Faced with the excruciating pressure of the drastic performance needs of embedded applications on one side, the difficulty of programming heterogeneous multicore cluster architectures on another, and rapid-development requirements on a third, embedded application developers are reconsidering the conventional wisdom that productivity languages such as M and Python are only for prototyping and not for deployment. Prior work has shown the scalability of M programs to 128-512 cores via the Star-P parallel platform and the feasibility of acceleration of M programs by hardware accelerators. In this work on a radio frequency tomography application, we show that O(32)GPUs can be used effectively on a single problem, and that the absolute performance of the CPU-GPU linkage is sufficiently fast not only for weak scaling, but also for strong scaling within limits, delivering near-real-time performance.

### Background

Numerous attempts at M language parallelism have been made [Choy05], of which the most widely used current implementations include pMATLAB [Mullen], the Parallel Computing Toolbox<sup>TM</sup> [Sharma], and Star-P<sup>TM</sup> [ISC]. Each of these tools seeks to enable use of parallelism with modest changes to the serial code.

EXERCISE DETAILS
Continue the passage on parallel M programs and GPU acceleration from its last sentence.

DATASET
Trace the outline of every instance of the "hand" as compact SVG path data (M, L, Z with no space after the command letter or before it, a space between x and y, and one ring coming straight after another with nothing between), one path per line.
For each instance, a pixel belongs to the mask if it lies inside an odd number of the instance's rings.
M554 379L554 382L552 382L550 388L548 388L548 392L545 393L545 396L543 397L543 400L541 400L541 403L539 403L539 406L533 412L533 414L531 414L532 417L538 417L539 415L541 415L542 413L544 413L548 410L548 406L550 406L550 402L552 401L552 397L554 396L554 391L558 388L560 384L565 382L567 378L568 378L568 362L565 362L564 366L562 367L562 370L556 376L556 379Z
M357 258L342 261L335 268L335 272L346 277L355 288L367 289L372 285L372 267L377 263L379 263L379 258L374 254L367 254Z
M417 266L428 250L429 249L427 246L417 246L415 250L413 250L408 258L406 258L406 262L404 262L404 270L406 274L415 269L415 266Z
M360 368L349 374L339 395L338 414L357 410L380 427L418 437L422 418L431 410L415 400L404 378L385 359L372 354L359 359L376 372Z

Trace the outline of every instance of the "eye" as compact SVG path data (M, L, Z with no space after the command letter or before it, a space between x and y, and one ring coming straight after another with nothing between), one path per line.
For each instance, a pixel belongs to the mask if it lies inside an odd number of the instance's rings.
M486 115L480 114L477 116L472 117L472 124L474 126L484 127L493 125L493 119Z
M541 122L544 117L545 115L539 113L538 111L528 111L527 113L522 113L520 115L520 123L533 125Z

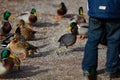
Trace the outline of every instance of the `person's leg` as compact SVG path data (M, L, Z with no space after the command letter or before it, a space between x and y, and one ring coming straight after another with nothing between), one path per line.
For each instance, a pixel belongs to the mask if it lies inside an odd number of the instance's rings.
M98 44L102 35L102 22L100 19L89 19L88 41L85 46L84 57L82 61L83 73L90 75L96 74L98 63Z
M107 20L107 61L106 61L106 72L115 73L118 65L120 65L120 19L119 20Z

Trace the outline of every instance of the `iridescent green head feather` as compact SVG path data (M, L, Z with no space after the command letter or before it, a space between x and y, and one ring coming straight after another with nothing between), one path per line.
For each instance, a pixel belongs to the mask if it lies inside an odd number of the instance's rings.
M79 15L83 15L83 7L79 8Z
M1 52L1 59L7 58L10 55L10 51L7 49L2 50Z
M35 8L32 8L31 14L34 14L34 13L36 13L36 9L35 9Z
M10 16L11 16L11 13L9 11L4 12L4 16L3 16L4 20L8 20Z

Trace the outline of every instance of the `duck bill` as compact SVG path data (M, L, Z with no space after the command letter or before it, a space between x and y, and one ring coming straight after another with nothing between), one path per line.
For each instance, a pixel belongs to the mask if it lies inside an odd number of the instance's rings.
M37 13L36 13L36 12L34 13L34 16L37 16Z
M69 27L68 27L68 30L71 31L71 29L72 29L72 28L69 26Z
M80 15L83 15L83 11L82 10L80 10L80 13L79 13Z
M14 19L14 16L11 15L9 18L10 18L11 20L13 20L13 19Z
M10 58L14 59L15 56L11 53L11 54L10 54Z

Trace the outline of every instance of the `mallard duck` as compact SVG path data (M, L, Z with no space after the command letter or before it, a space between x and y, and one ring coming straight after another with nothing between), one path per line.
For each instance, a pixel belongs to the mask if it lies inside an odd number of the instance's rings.
M72 23L71 26L72 26L71 33L62 35L58 40L58 42L60 42L59 47L66 46L66 48L68 48L68 46L75 44L78 35L78 30L77 30L78 27L76 23Z
M0 75L10 72L14 65L17 67L17 69L20 69L20 60L14 56L10 50L3 49L0 59Z
M26 28L24 20L20 20L17 26L20 27L21 35L25 38L25 40L32 40L35 38L36 31Z
M5 36L10 33L12 27L9 23L9 18L13 19L14 17L11 15L9 11L5 11L3 15L2 26L0 28L0 38L3 39Z
M22 60L25 60L28 55L34 55L34 52L37 52L37 47L26 41L21 41L20 38L16 36L14 36L10 41L7 48L9 48L13 53L23 53L24 57ZM20 54L18 54L18 58L20 59Z
M25 21L25 23L29 24L29 28L31 28L31 24L35 23L37 21L37 13L36 13L36 9L32 8L31 12L24 12L21 13L18 16L19 19L23 19Z
M15 31L15 33L10 34L5 39L1 41L1 46L6 47L12 38L17 38L18 40L25 41L25 38L21 35L20 27L18 27Z
M76 23L76 22L72 22L71 24ZM68 27L68 29L71 31L72 26ZM77 24L77 23L76 23ZM79 25L77 25L78 27L78 37L77 40L83 40L88 36L88 23L81 23Z
M70 19L70 23L72 22L76 22L77 24L86 23L86 19L84 18L83 15L83 7L79 8L78 15L75 15Z
M84 15L83 15L83 7L80 7L78 12L79 12L79 15L74 16L70 20L70 24L72 22L77 23L78 33L79 33L77 40L83 40L88 35L88 23L86 22ZM69 27L69 30L70 29L71 29L71 27Z
M61 2L58 10L57 10L57 14L55 15L55 19L56 21L59 21L62 19L62 17L67 13L67 8L64 4L64 2Z

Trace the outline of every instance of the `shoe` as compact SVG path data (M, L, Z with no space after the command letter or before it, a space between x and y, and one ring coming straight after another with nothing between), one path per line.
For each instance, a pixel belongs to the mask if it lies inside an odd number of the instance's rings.
M90 75L88 72L83 72L82 80L97 80L97 75Z

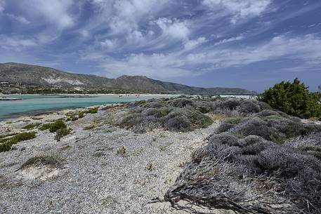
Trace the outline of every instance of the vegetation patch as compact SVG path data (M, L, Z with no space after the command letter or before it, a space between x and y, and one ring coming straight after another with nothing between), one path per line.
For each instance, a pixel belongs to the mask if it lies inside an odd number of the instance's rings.
M67 128L66 123L62 120L58 120L53 123L44 124L39 128L39 130L49 130L51 133L55 133L55 140L57 141L60 141L61 138L69 135L72 131L71 128Z
M22 128L23 129L33 129L36 127L37 127L38 126L39 126L40 123L29 123L29 124L27 124L26 126L23 126Z
M19 169L22 170L30 166L42 166L46 165L51 165L58 168L62 168L60 161L53 156L40 156L29 159Z
M283 143L287 139L321 131L320 125L303 123L296 118L281 115L277 112L262 112L251 117L228 119L220 125L216 133L258 135L268 140Z
M62 121L58 120L53 123L46 123L42 125L40 128L40 131L45 131L48 129L51 133L56 132L57 130L61 128L67 128L67 125Z
M321 208L321 162L306 152L258 136L223 133L213 135L192 159L165 195L174 207L185 200L242 213L317 213ZM280 194L291 206L271 208L281 200L271 196Z
M129 112L121 116L117 124L138 133L157 128L185 132L206 128L213 123L211 117L197 110L195 101L185 98L151 99L143 105L136 102L128 106Z
M127 156L127 149L125 146L121 146L117 149L117 154L122 156Z
M296 78L291 83L282 81L264 91L259 100L273 108L301 118L320 117L320 94L310 93Z
M87 113L87 114L96 114L96 113L98 112L98 109L99 109L99 107L89 108L86 112L86 113Z
M12 135L1 135L0 138L0 152L10 151L12 146L19 142L36 138L35 132L20 133Z
M71 131L71 128L63 128L57 130L57 131L55 132L55 140L56 140L57 141L60 141L61 138L69 135Z

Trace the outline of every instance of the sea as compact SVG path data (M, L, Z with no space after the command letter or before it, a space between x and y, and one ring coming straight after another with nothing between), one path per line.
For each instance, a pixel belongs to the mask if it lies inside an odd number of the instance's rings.
M171 98L176 95L0 95L0 121L20 116L37 115L46 112L86 107L103 104L122 103Z

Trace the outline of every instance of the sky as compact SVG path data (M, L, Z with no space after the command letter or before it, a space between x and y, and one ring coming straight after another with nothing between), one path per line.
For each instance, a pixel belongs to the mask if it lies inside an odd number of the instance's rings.
M0 62L261 92L321 84L320 0L0 0Z

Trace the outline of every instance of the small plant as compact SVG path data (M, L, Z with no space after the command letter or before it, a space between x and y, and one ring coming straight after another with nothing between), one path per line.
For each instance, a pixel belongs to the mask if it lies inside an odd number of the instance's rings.
M144 104L146 104L146 103L147 103L146 100L138 101L138 105L144 105Z
M23 129L33 129L34 128L38 126L39 123L29 123L23 126Z
M6 135L11 136L11 135ZM36 138L35 132L20 133L15 134L13 137L7 138L0 138L0 152L10 151L12 146L20 141L31 140Z
M61 138L69 135L71 131L71 128L63 128L57 130L57 131L55 132L55 140L56 140L57 141L60 141Z
M58 120L53 123L42 125L39 128L39 130L45 131L45 130L48 129L51 133L54 133L54 132L57 131L57 130L58 130L58 129L66 128L67 128L67 125L62 120Z
M152 167L152 163L150 163L146 166L146 169L149 171L152 170L152 168L153 168L153 167Z
M95 107L95 108L89 108L86 113L87 114L96 114L98 112L98 108L99 107Z
M260 101L269 104L273 108L306 119L321 116L319 99L317 93L310 93L297 78L293 83L277 83L259 96Z
M91 130L97 127L96 123L91 123L89 126L85 126L84 130Z
M19 169L24 169L32 166L38 166L44 165L52 165L58 168L62 167L62 164L60 161L56 159L53 156L41 156L29 159Z
M83 118L84 116L85 116L85 112L80 112L78 113L78 118Z
M121 146L119 148L118 148L117 150L117 154L121 155L122 156L127 156L127 149L124 146Z

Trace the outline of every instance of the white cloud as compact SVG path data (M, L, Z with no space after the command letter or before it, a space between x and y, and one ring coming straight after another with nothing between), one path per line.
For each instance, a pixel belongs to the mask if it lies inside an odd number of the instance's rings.
M189 42L197 44L197 41L205 41L201 37ZM203 47L189 53L178 51L167 54L131 54L120 60L100 58L98 62L105 69L107 76L127 74L162 79L197 75L217 69L280 58L302 62L301 67L313 68L321 65L321 38L311 34L292 37L278 36L261 44L242 48Z
M29 25L30 24L30 22L27 20L25 17L21 16L21 15L15 15L13 14L7 14L7 15L11 18L11 19L19 22L20 23L25 24L25 25Z
M104 48L112 49L115 46L116 41L111 39L105 39L104 41L102 41L100 44Z
M260 15L270 5L272 0L204 0L202 4L209 8L218 11L225 9L232 15L231 22Z
M225 44L225 43L228 43L228 42L231 42L231 41L240 41L242 39L243 39L244 38L244 35L239 35L236 37L231 37L231 38L229 38L229 39L224 39L220 41L218 41L216 43L214 44L214 46L218 46L218 45L221 45L221 44Z
M155 23L162 29L165 35L173 38L187 39L190 33L187 22L176 19L160 18Z
M33 39L0 34L0 47L4 49L20 51L23 48L37 45L37 42Z
M73 0L22 0L19 6L34 22L44 21L61 30L74 24L68 13L73 3Z

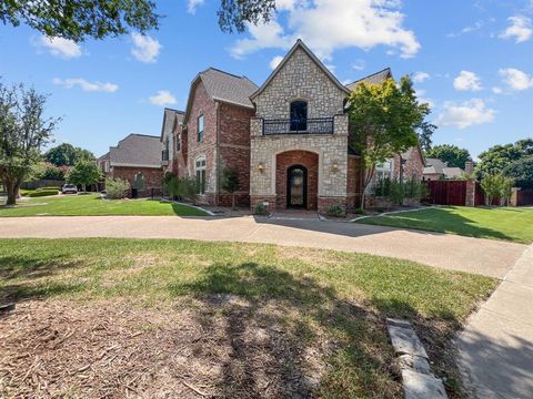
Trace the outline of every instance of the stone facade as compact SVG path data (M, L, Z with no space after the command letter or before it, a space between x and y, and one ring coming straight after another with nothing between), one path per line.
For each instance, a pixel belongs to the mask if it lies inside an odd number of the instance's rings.
M286 207L286 170L308 168L308 208L326 212L335 204L345 206L348 195L348 96L302 47L296 47L266 85L252 98L257 106L250 122L250 196L252 206ZM290 104L304 100L308 117L333 119L333 133L263 135L268 120L290 117Z

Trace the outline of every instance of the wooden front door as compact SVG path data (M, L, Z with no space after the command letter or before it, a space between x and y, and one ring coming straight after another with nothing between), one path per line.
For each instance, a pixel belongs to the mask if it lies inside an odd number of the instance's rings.
M305 166L294 165L286 172L286 207L308 207L308 168Z

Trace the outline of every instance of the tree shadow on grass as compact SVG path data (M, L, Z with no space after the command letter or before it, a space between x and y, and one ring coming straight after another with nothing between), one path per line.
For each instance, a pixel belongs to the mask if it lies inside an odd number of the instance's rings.
M221 397L400 393L383 319L314 278L254 263L219 263L200 280L171 284L169 290L197 297L203 339L229 348L215 382Z

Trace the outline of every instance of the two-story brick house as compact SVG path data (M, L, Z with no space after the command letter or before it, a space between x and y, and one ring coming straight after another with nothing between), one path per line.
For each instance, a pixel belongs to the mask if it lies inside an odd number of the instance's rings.
M344 85L301 40L260 88L210 68L192 81L183 117L170 129L171 170L194 176L209 204L230 204L221 176L232 167L239 172L241 205L321 213L331 205L358 206L362 171L350 147L348 98L361 82L379 84L391 76L385 69ZM163 131L170 113L165 110ZM164 137L163 151L170 143ZM398 178L400 165L405 177L421 178L420 149L380 165L379 173Z
M237 203L250 203L250 119L255 113L250 95L257 90L248 78L213 68L191 83L183 119L173 126L172 171L194 176L204 203L231 205L231 195L221 188L224 168L239 173Z

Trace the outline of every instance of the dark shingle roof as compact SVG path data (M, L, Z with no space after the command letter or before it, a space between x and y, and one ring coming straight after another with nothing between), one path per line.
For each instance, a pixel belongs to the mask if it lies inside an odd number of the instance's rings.
M366 83L366 84L381 84L389 78L392 78L392 72L390 68L385 68L380 72L372 73L365 78L359 79L355 82L346 84L346 88L353 90L359 83Z
M172 135L172 130L174 129L175 124L183 123L183 111L172 110L172 109L164 109L163 113L163 124L161 126L161 140L165 135Z
M258 90L258 86L247 76L237 76L209 68L200 72L200 78L211 99L253 108L250 95Z
M134 165L161 166L161 142L159 136L130 134L114 147L109 149L111 166Z

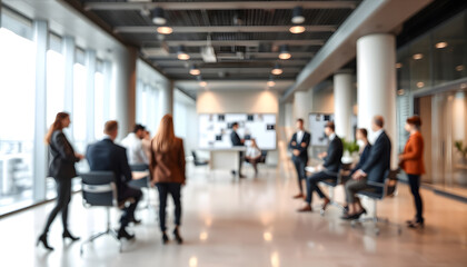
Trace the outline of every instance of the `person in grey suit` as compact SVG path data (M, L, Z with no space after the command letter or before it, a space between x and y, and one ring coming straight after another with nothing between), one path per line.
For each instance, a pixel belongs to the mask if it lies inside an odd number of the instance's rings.
M142 192L140 189L128 185L128 181L132 179L132 174L128 165L127 149L113 142L118 136L118 122L116 120L107 121L103 134L106 134L106 137L102 140L88 146L86 158L91 170L111 170L115 174L119 204L129 198L135 200L128 207L125 207L118 231L119 239L133 239L135 235L129 234L126 227L130 222L141 222L135 218L135 210Z
M349 214L342 219L358 219L367 211L355 194L368 187L367 181L384 182L386 172L390 169L391 144L386 131L382 129L385 120L381 116L375 116L371 123L374 131L374 145L364 166L354 172L351 180L346 184L346 196L349 204Z
M294 134L289 142L289 149L292 150L292 161L297 170L299 192L294 198L304 198L302 180L307 178L305 167L308 162L308 147L311 135L304 129L304 119L297 119L297 132Z
M332 121L329 121L325 126L326 136L328 136L330 144L327 152L319 155L325 162L318 166L318 171L315 175L307 178L307 198L302 208L298 209L299 212L312 211L311 200L312 192L316 191L320 198L325 199L322 204L322 209L326 209L326 206L330 202L329 198L321 191L318 187L318 182L322 180L337 180L337 175L340 170L341 161L344 154L344 146L340 138L335 132L335 125Z
M70 238L72 241L79 239L79 237L73 237L68 230L68 204L71 199L71 179L77 176L74 164L83 159L85 156L74 152L73 147L62 131L63 128L68 128L70 123L70 115L67 112L59 112L46 135L46 144L49 145L50 154L48 176L53 177L57 182L57 205L50 212L43 233L39 236L37 245L42 244L43 247L49 250L53 250L53 248L49 246L47 235L50 225L58 212L61 212L63 239Z

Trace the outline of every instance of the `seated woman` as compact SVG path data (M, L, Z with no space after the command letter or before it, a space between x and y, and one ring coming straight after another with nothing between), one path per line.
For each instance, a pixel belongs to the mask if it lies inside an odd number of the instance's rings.
M366 212L365 208L360 204L360 199L355 196L355 194L358 190L360 190L362 186L366 187L366 181L355 180L355 179L351 179L350 177L365 165L365 161L368 159L371 145L368 142L368 131L364 128L357 129L356 138L360 147L360 151L361 151L360 160L351 170L342 174L342 177L349 178L345 182L346 200L347 200L349 210L347 215L341 217L342 219L352 219L354 217L357 216L357 214L359 214L358 216L360 216L361 214ZM362 185L362 182L365 182L365 185Z
M256 140L251 139L249 146L247 146L245 160L252 165L255 175L258 175L258 162L260 158L261 150L258 148L258 145L256 145Z

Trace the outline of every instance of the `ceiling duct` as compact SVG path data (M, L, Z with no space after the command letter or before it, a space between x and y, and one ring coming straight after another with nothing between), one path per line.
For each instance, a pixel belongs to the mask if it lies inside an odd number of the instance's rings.
M211 44L211 36L208 34L207 46L201 48L202 61L207 63L217 62L216 51Z

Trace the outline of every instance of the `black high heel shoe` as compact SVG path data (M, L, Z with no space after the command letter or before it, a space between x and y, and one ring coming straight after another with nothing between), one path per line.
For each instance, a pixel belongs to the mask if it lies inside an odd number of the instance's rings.
M173 229L173 236L179 245L183 243L183 239L181 238L180 233L178 231L178 227Z
M36 244L36 246L39 246L39 244L43 245L43 247L50 251L53 251L53 248L49 246L49 244L47 243L47 235L42 234L40 235L40 237L38 238L38 243Z
M413 229L418 229L418 228L421 229L421 228L425 227L425 224L424 224L423 220L419 220L419 221L413 221L413 222L408 224L407 226L408 226L408 228L413 228Z
M169 243L169 237L166 233L162 233L162 244L166 245L167 243Z
M80 239L79 237L73 237L68 230L67 231L63 231L63 234L61 235L61 237L63 238L63 240L66 238L70 238L71 241L77 241L77 240Z

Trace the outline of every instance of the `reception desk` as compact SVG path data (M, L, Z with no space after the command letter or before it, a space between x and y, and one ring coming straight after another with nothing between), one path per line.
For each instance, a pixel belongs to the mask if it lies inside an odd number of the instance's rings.
M209 151L210 160L209 168L211 170L237 170L240 164L240 151L245 151L246 147L234 147L234 148L210 148L202 149Z

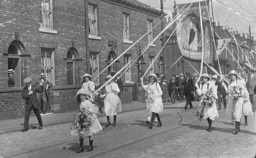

RESULT OF THE TASK
The Radar Signal Processing Technology Branch of the Air Force Research Lab (AFRL) develops radar frequency (RF) tomography algorithms [Wicks]. They are typically written in the M language of MATLAB<sup> $\dagger$ </sup> for rapid algorithmic development, and also have demanding performance requirements that cannot be met without parallelism [Elton08]. Exploiting parallelism while preserving algorithmic flexibility has high value to the larger project.

Prior work [Elton09] has explored the parallelization of these algorithms with Star-P on general-purpose (*i.e.*, x86-64) processors, including the practical issues involved in running at large shared HPC centers, such as security and scheduling, and [Murphy] the use of hardware accelerators with M programs.

## Aims

This work explores another dimension of performance for these algorithms, namely the use of general-purpose graphic processing units (GPGPUs) for the bulk of the computational work, instead of general-purpose CPUs. Given the data size and computational intensity of typical RF tomography data, many GPUs must be used to meet the absolute performance demands, leading to the need to balance the parallelism within a chip with the parallelism across many chips. Multiple GPUs can accelerate the performance of a fixed data size (*i.e., strong* scaling) or can cope with larger data sizes by scaling the number of GPUs proportionally with the data size (*i.e., weak* scaling).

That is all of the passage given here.